■ INSTRUCTION:
Copy every line from the one containing "find the forested hillside in the photo above" through the last line of the records below, both included, and nothing else.

■ EXERCISE DATA:
▬▬▬▬▬▬
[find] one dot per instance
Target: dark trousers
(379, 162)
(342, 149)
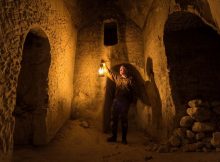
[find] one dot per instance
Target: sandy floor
(74, 143)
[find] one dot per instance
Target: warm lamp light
(101, 70)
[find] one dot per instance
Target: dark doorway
(32, 90)
(110, 34)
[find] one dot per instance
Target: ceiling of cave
(87, 11)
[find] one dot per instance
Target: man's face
(122, 70)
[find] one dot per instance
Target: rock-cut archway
(32, 90)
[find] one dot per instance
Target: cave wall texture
(75, 33)
(17, 18)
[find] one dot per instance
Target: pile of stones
(199, 130)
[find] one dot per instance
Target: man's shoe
(112, 139)
(124, 141)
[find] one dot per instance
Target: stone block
(175, 141)
(190, 134)
(200, 136)
(199, 113)
(186, 121)
(203, 127)
(215, 141)
(198, 103)
(192, 147)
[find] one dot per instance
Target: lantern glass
(101, 70)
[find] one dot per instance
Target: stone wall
(16, 19)
(92, 94)
(157, 71)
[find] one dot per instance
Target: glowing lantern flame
(101, 70)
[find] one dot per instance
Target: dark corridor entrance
(32, 90)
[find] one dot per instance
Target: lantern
(101, 70)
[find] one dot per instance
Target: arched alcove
(193, 55)
(32, 90)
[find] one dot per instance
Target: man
(123, 98)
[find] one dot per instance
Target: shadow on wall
(140, 89)
(155, 100)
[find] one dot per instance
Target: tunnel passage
(193, 55)
(32, 90)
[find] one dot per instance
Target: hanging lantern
(101, 70)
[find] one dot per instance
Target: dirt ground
(75, 143)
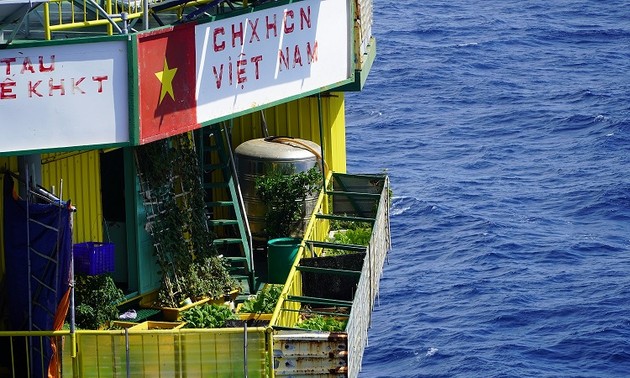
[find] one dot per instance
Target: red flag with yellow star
(166, 76)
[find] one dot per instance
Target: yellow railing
(139, 353)
(286, 313)
(77, 14)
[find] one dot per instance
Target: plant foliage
(284, 191)
(174, 197)
(96, 298)
(264, 302)
(207, 316)
(323, 323)
(357, 233)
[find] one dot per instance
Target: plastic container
(281, 254)
(93, 258)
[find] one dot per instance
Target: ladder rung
(235, 259)
(222, 222)
(340, 272)
(345, 247)
(215, 185)
(323, 301)
(220, 241)
(344, 218)
(213, 167)
(354, 194)
(219, 204)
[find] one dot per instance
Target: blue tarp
(53, 241)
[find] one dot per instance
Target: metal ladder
(224, 203)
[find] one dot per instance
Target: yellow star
(166, 78)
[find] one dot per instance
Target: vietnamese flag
(166, 77)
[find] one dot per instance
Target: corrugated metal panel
(80, 175)
(300, 353)
(300, 119)
(8, 163)
(172, 353)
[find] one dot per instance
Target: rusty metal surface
(299, 353)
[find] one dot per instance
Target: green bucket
(281, 253)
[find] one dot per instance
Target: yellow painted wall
(80, 172)
(300, 119)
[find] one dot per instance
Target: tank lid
(283, 148)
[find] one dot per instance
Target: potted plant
(284, 192)
(96, 298)
(261, 305)
(207, 316)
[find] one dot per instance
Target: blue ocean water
(505, 129)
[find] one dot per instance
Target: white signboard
(265, 56)
(63, 96)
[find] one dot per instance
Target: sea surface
(505, 128)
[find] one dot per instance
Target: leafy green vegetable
(283, 193)
(207, 316)
(264, 302)
(355, 236)
(323, 323)
(96, 299)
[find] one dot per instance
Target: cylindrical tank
(256, 157)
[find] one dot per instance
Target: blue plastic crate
(93, 258)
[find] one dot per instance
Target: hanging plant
(96, 298)
(174, 197)
(283, 191)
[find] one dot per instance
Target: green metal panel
(141, 260)
(134, 106)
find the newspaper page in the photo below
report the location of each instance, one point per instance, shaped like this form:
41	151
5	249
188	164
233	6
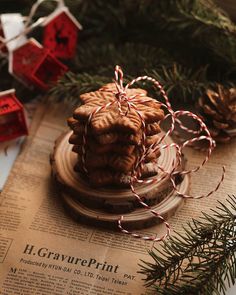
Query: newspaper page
44	251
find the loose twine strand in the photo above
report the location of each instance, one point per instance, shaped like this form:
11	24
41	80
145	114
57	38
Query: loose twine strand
123	99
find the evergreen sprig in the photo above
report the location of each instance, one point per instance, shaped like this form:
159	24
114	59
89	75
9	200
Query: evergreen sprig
200	261
187	44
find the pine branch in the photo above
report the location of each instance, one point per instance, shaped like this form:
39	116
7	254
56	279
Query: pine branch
181	84
71	86
199	262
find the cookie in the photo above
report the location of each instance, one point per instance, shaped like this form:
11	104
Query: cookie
79	127
116	162
78	140
109	119
120	149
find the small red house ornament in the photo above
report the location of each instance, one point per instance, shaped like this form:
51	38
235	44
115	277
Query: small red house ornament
12	117
61	33
34	65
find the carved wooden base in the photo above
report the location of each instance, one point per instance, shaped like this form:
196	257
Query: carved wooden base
104	206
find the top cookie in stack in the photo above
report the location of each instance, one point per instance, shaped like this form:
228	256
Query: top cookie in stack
113	140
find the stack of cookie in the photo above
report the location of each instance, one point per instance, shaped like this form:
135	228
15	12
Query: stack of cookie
113	141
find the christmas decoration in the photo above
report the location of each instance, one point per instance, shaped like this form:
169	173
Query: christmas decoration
61	33
201	261
34	65
11	25
120	125
12	116
218	109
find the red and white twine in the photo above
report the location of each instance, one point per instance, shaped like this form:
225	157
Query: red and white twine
129	101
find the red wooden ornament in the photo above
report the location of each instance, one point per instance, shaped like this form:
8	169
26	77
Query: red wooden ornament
61	33
34	65
12	117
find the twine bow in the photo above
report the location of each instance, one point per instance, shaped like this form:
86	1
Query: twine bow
123	98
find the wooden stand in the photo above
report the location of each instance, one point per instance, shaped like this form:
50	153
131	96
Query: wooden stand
104	206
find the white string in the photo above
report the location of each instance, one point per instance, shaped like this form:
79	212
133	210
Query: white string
60	3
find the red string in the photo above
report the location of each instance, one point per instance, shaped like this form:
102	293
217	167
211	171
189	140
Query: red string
122	99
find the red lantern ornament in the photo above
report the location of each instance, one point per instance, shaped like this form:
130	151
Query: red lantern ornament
61	33
11	27
34	65
12	117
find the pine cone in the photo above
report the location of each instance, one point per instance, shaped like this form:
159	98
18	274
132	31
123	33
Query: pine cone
218	110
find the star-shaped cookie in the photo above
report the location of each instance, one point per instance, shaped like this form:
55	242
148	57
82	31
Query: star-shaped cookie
109	119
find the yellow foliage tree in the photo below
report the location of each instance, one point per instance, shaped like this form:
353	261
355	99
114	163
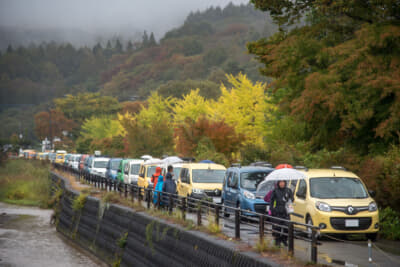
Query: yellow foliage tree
192	106
245	106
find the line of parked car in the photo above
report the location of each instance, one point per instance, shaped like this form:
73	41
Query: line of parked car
334	199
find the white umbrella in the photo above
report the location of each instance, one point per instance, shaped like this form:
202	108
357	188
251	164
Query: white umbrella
285	174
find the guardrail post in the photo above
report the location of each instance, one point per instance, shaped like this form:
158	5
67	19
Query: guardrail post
148	197
261	227
217	207
290	238
199	215
158	200
139	195
314	246
170	204
184	208
237	223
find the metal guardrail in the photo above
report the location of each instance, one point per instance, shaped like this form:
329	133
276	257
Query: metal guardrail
293	230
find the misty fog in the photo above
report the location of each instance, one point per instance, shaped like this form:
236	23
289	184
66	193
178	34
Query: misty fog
84	22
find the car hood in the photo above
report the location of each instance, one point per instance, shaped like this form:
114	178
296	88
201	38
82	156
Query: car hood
344	202
207	186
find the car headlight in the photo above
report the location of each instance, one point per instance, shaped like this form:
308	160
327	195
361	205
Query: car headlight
322	206
197	191
372	206
249	195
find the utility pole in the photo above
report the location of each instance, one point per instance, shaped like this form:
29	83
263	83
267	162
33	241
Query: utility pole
51	132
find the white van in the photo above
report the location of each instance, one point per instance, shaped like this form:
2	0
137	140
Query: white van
99	166
131	171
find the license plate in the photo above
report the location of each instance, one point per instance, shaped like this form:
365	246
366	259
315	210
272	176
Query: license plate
351	223
216	200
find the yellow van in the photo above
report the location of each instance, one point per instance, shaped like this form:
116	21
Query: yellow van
336	201
201	180
147	169
60	158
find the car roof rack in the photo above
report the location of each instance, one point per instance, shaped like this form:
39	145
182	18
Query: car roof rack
300	167
261	164
338	168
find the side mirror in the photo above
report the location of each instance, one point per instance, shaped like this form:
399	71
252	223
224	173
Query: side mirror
372	193
300	194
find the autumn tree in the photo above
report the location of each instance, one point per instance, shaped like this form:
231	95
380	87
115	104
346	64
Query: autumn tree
339	73
85	105
245	107
149	131
204	136
51	124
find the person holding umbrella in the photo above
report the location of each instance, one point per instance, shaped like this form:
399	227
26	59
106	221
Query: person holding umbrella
281	197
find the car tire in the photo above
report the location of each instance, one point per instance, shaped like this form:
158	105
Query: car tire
226	213
309	230
372	236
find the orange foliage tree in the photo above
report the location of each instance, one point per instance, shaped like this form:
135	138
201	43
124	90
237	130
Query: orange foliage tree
222	137
51	124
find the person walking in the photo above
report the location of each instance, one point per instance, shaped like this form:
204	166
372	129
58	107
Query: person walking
280	198
155	176
169	185
158	190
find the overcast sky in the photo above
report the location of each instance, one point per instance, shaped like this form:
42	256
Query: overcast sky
89	15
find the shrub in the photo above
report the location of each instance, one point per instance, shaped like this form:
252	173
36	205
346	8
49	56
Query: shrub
390	224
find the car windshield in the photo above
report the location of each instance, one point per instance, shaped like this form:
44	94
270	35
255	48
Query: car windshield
265	187
250	180
135	168
100	164
337	187
176	171
208	176
115	165
151	170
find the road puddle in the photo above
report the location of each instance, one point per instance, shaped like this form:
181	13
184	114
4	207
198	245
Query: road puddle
28	239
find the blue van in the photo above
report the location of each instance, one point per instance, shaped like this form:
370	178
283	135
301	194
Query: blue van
240	185
112	168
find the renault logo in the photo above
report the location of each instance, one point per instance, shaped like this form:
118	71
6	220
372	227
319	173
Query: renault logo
350	209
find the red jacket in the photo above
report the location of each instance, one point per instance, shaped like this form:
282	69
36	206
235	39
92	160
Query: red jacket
154	177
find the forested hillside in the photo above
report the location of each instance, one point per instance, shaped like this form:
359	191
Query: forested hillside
196	55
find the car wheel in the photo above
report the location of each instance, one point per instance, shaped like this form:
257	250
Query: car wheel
309	229
372	236
226	213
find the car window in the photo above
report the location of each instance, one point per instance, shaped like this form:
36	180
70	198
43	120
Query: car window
233	180
208	176
185	176
302	190
135	168
176	172
100	164
114	164
250	180
337	187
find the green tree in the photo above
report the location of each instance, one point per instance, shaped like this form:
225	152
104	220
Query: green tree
85	105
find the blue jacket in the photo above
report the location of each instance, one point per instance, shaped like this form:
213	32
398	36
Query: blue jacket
158	188
169	185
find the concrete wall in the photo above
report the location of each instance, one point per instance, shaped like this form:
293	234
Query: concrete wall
99	228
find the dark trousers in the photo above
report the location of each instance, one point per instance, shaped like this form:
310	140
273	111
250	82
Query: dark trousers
280	230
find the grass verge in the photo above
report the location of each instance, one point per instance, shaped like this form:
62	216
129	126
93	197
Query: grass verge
25	182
▬▬▬▬▬▬
■ WRITTEN RESPONSE:
find the forested hillside in the photo above
report the location of each instance, one point per instance, shaped like this form:
359	191
Query: forested hillside
196	55
find the car wheel in the photo above
report the location of each instance, one point per instance, shaped like this form:
257	250
Query: car wheel
309	229
372	236
226	213
find the car window in the photo above
report the location of each instance, one point per instance, shaped like this form:
36	180
70	198
43	120
Query: car window
233	180
208	176
185	176
302	190
135	168
176	172
100	164
114	164
250	180
337	187
find the green tree in the photo above
report the location of each instance, one point per instance, shaped like this form:
225	152
104	220
Query: green tree
85	105
find the blue jacket in the photo above
report the location of each instance, one point per instance, shaped like this form:
213	32
398	36
Query: blue jacket
158	188
169	185
find the concrete wall in the photo above
report the location of each instance, one point per instance, shaped like this form:
293	234
Query: concrete wall
99	228
find the dark trousers in the photo above
report the location of each instance, one point per instance, shaped like this form:
310	140
273	111
250	82
Query: dark trousers
280	230
find the grass verge in the photo above
report the location of each instance, one point per instance, shaped like this form:
62	216
129	126
93	197
Query: grass verge
25	182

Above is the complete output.